> _YOUR INSTRUCTIONS_:
Reproduce all of the rows below, requests included, and shift each path coordinate in the answers by adding 92 to it.

Start of DATASET EXTRACT

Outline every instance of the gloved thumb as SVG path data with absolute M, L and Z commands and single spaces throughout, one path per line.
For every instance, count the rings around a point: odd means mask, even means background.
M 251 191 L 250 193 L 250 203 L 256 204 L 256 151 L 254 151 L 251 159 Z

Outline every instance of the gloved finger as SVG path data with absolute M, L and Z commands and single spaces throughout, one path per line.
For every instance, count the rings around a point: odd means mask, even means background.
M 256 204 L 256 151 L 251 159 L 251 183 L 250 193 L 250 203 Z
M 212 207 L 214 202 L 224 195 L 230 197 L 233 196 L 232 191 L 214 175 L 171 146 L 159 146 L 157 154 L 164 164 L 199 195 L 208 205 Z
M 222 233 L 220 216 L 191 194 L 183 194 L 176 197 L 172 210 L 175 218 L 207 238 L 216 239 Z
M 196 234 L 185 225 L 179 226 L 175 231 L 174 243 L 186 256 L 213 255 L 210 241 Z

End of DATASET EXTRACT

> _FINISHED ANSWER_:
Outline every instance of the gloved thumb as SVG path data with absolute M, L and Z commands and single spaces throughout, one path per line.
For every instance, count the rings around a point: odd means mask, even means background.
M 343 283 L 342 285 L 342 295 L 348 296 L 348 243 L 346 243 L 343 251 Z

Outline every instance of the gloved finger as SVG path data with absolute M, L and Z commands and single spaces throughout, one path per line.
For every instance, count the rings around a point: odd means mask, even means background.
M 348 296 L 348 243 L 343 251 L 343 275 L 342 285 L 342 295 Z
M 304 299 L 306 294 L 316 287 L 322 289 L 325 288 L 324 283 L 306 267 L 263 238 L 251 238 L 249 246 L 256 256 L 291 287 L 300 297 Z
M 314 325 L 312 308 L 283 286 L 275 286 L 268 289 L 264 302 L 267 310 L 299 330 L 308 331 Z
M 288 326 L 277 317 L 271 318 L 267 323 L 266 335 L 278 348 L 305 347 L 302 333 Z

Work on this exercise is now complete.